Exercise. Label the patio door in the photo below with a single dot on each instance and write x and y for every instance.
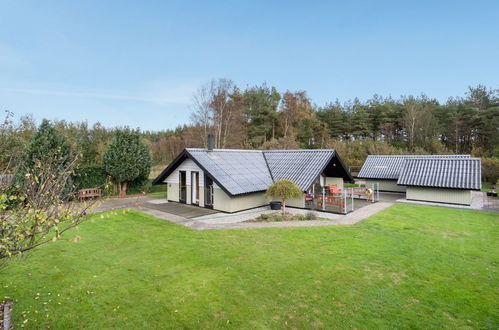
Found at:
(195, 188)
(182, 187)
(208, 192)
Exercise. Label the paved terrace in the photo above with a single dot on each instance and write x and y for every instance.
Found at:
(202, 219)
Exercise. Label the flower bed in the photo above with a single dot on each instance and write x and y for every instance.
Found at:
(277, 217)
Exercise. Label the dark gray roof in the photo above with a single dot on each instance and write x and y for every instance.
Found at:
(238, 171)
(389, 166)
(460, 173)
(245, 171)
(302, 167)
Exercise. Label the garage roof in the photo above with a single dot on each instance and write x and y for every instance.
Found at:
(388, 167)
(459, 173)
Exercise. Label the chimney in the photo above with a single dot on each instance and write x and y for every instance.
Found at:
(210, 142)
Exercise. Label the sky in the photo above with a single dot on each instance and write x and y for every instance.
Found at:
(139, 63)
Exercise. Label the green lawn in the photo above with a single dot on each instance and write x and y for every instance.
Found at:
(407, 267)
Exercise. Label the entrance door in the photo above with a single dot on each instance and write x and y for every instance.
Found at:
(208, 192)
(195, 188)
(182, 187)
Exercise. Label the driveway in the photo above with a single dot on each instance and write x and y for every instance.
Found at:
(182, 210)
(143, 202)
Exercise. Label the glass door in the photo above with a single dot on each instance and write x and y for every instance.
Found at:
(208, 192)
(182, 187)
(195, 188)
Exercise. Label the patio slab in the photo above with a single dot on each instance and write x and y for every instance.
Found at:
(182, 210)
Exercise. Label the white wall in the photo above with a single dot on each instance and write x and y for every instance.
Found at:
(385, 185)
(439, 195)
(173, 179)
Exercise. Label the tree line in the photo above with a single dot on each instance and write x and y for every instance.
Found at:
(261, 117)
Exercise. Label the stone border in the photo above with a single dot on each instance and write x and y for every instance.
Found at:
(6, 307)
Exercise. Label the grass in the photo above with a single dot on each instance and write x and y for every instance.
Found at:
(406, 267)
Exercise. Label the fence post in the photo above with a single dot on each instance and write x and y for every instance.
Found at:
(323, 198)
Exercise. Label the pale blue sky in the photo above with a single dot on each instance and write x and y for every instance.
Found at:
(138, 63)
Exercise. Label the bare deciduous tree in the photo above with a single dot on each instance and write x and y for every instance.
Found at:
(216, 110)
(37, 206)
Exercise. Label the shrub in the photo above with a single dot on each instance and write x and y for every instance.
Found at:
(311, 215)
(283, 190)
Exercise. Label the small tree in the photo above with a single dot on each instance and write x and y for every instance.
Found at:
(283, 190)
(38, 208)
(127, 158)
(47, 146)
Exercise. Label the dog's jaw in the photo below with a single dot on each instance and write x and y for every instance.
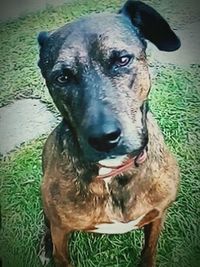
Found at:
(112, 167)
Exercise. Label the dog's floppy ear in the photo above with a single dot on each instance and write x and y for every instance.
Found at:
(151, 25)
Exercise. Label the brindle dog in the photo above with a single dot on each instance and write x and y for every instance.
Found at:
(106, 167)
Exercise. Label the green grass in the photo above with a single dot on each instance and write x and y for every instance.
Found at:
(175, 100)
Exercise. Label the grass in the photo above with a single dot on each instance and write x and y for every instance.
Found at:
(177, 92)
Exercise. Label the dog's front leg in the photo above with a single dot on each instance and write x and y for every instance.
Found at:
(151, 235)
(60, 246)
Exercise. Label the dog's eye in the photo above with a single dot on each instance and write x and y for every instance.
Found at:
(62, 79)
(122, 61)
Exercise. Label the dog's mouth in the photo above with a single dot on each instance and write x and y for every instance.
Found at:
(115, 166)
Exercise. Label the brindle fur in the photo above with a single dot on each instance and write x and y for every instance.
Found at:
(73, 198)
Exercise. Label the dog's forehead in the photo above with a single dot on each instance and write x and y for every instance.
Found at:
(100, 32)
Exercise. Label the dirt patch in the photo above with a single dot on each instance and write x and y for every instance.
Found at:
(23, 121)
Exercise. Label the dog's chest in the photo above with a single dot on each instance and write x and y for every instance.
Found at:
(117, 227)
(117, 221)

┄┄┄┄┄┄┄┄┄┄┄┄┄┄┄┄┄┄┄┄

Work task: Copy out the lines above with "roof" in them.

Result for this exercise:
Exercise. Label the dark gray roof in the photo above with a single dot on each instance and write x and y for every instance.
Exercise. Label the garage roof in the photo above with a single dot on each instance and write x and y for every instance.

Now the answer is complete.